Dataset items:
—————

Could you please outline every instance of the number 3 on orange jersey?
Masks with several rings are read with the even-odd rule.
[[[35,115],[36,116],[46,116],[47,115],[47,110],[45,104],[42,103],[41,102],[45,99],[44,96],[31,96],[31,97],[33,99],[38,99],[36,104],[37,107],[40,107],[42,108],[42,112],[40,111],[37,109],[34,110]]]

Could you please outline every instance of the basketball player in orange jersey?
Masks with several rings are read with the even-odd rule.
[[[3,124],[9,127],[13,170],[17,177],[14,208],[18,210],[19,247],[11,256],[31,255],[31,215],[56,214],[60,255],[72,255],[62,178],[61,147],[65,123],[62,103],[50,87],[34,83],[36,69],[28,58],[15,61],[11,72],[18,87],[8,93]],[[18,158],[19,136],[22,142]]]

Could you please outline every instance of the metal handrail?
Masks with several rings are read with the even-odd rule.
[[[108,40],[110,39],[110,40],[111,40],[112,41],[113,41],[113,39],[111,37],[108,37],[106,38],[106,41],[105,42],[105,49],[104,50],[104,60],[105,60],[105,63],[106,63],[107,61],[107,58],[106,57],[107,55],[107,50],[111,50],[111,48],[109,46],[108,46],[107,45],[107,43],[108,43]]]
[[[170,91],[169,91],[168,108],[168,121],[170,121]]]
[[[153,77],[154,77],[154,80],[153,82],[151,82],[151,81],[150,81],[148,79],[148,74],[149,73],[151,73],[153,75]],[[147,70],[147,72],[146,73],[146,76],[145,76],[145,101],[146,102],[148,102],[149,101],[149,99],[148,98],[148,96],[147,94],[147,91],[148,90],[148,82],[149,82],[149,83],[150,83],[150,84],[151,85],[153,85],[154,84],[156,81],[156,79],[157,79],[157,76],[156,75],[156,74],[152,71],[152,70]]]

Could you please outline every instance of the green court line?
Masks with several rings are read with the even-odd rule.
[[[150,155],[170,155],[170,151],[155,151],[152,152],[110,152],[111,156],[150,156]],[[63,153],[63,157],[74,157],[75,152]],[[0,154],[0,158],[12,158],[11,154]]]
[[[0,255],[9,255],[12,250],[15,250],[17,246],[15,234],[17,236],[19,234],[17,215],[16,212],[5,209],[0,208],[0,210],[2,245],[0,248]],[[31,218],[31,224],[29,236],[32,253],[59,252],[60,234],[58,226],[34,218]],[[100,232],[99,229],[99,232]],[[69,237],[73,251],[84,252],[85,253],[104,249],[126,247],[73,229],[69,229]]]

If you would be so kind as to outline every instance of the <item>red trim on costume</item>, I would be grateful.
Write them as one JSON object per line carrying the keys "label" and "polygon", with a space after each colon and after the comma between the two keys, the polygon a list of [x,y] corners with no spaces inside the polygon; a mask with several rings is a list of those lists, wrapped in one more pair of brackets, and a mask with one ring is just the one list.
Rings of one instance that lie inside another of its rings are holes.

—————

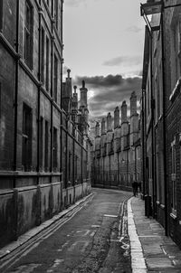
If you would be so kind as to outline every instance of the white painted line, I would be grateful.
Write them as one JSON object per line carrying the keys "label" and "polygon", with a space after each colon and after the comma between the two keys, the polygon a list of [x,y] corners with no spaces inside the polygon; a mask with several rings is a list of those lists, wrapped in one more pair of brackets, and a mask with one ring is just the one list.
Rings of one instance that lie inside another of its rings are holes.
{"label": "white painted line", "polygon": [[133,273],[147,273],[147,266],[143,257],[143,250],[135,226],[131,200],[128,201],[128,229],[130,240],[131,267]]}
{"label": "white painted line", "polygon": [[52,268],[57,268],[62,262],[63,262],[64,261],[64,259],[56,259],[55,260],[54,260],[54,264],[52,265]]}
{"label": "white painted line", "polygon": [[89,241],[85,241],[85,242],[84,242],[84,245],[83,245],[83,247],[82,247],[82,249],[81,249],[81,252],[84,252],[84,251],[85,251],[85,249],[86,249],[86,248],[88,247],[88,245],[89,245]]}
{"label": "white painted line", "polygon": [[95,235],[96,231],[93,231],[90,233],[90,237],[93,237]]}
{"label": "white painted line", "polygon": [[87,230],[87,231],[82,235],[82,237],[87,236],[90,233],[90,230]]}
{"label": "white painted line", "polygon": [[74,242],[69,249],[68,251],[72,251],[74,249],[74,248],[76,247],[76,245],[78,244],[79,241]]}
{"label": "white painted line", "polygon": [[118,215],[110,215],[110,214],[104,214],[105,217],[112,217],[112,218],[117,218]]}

—————

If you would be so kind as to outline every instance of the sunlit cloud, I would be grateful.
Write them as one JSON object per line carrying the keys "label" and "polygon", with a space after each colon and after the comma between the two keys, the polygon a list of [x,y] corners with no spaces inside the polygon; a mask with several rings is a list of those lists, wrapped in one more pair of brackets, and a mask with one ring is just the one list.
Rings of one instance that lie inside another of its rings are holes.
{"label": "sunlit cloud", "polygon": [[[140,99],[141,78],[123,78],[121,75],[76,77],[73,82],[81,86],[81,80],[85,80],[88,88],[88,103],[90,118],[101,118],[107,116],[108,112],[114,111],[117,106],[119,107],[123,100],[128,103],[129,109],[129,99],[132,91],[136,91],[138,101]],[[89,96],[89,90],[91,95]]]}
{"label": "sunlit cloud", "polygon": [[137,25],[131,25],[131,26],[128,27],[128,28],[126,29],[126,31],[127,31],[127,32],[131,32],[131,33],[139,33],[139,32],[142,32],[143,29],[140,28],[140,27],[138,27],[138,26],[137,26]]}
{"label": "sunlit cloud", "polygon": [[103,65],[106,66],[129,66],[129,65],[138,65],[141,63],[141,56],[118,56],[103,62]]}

—————

BRIEF: Collect every line of the entries above that contains the word "please", and copy each such line in full.

FINISHED EXERCISE:
Could you please outline every instance of the number 3 on orange jersey?
Could you please outline every instance of the basketball player in orange jersey?
Could you please outline every instance of the metal handrail?
Could you please outline every instance of the green court line?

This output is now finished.